_TASK DETAILS_: Please restate the data word for word.

_DATA IN THIS EXERCISE_:
Segment Open

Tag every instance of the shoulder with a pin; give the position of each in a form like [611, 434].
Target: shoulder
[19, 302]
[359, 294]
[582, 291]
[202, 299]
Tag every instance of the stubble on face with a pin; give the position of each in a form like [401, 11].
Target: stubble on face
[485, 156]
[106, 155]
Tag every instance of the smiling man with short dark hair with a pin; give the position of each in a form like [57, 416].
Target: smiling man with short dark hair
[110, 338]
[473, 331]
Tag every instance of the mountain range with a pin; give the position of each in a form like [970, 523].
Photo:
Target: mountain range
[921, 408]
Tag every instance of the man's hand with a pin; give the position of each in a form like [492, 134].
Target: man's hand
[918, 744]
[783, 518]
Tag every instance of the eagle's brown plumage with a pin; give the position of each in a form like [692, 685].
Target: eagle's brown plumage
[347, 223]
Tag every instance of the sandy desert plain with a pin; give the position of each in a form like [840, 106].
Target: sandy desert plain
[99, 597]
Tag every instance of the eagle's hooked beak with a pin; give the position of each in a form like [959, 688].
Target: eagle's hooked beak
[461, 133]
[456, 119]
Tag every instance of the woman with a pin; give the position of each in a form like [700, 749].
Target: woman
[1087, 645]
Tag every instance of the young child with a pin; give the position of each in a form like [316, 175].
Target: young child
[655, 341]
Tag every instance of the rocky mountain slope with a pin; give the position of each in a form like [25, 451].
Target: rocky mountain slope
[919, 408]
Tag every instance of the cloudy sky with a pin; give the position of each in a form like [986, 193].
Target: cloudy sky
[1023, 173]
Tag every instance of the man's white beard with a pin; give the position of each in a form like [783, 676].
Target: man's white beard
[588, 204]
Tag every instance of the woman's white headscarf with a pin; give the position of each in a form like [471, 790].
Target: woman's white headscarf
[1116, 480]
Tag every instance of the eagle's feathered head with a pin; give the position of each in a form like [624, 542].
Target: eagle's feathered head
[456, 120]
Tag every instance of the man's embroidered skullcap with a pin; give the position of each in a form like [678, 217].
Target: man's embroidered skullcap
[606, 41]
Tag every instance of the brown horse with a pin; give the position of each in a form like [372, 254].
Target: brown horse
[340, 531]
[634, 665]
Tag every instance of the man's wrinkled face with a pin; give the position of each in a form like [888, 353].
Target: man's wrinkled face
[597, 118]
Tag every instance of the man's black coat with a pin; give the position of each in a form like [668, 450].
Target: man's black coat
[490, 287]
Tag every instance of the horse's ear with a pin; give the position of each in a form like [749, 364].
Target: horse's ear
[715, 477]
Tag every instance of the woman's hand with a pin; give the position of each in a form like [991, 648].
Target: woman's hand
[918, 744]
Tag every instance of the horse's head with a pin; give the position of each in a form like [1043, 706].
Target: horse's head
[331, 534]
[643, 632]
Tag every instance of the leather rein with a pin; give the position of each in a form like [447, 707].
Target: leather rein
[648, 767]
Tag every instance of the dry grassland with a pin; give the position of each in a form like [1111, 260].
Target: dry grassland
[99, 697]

Segment Closed

_ANSWER TO THIS TASK_:
Tag every instance of the shoulder with a pin; give the position of each in a form like [611, 434].
Target: shoulder
[19, 302]
[359, 294]
[582, 291]
[202, 299]
Tag every instance of the stubble on face with a pin; give the position of each in a form like [401, 11].
Target: stubble on face
[485, 156]
[106, 155]
Tag every instance of the smiling man with short dark hair with a pin; give the position of each in a form like [57, 416].
Target: smiling man with short dark hair
[110, 338]
[473, 331]
Tag every instance of the mountain range with a pin; give the position of each in a form like [970, 523].
Photo:
Target: mountain range
[921, 408]
Tag every instance of the man's hand with a pin; give the position of each in a form like [492, 134].
Target: man's hand
[918, 744]
[783, 518]
Tag every instance of the eagle's brown plumage with a pin; give the position of each in a form like [692, 685].
Target: eagle's brown plumage
[347, 223]
Tag every instance of the sandy desert plain with a pin; give the position of each in a form like [840, 106].
Target: sandy desert plain
[99, 597]
Tag every instance of the eagle's hooked beak with a pin; give the position of each in a form like [959, 688].
Target: eagle's hooked beak
[461, 133]
[456, 119]
Tag every instance of the woman with a pin; give the position of each in a form like [700, 749].
Target: woman
[1087, 645]
Tag every instance of the young child with a pin; give the position of each in a form like [316, 175].
Target: young child
[655, 341]
Tag every instance of the rocky mountain slope with a pin; give the position of each in a form like [25, 451].
Target: rocky mountain slope
[919, 408]
Tag every instance of the cloudy sky with a pin; give the position of each in a form like [986, 193].
Target: cloudy sky
[1023, 173]
Tag every instance of the man's white beard with a pin; give the position of each in a form like [783, 676].
Target: man's white beard
[588, 204]
Tag every instance of the woman's white headscarf with a pin; give the position of each in a form like [471, 790].
Target: woman's white headscarf
[1116, 480]
Tag every instance of the eagle's feathered head with a pin; give the position of each in a form like [624, 542].
Target: eagle's feathered head
[456, 120]
Tag every instance of the man's embroidered skullcap with a pin; give the position of each in a form like [678, 217].
Target: man's embroidered skullcap
[606, 41]
Tag every instance of the brown horse with a pin; give the position of each in a form like [372, 254].
Target: brown horse
[340, 531]
[634, 665]
Tag every instance of the man's wrinkled face with a pin; give the position of each in a form like [888, 353].
Target: man's wrinkled face
[597, 118]
Tag every instance of the man's black coat with a pin; give the position of each in a form like [668, 450].
Target: man's black coat
[490, 287]
Tag every instance of the horse's ear with a pin; give the position of each in a form like [749, 364].
Target: horse's ear
[715, 477]
Tag every instance of the woman's hand with a pin; give the position of each in a form like [991, 648].
Target: woman's hand
[918, 744]
Tag every instance of the horse's head with a pin; give the position of each in a form like [1043, 706].
Target: horse's head
[331, 534]
[643, 632]
Tag every instance of the leather rein with a pin; give the position of each in a form like [447, 707].
Target: leather rein
[648, 767]
Tag every instance of the dry grassland with a pin; give the position of each in a form like [1111, 260].
Target: dry grassland
[99, 697]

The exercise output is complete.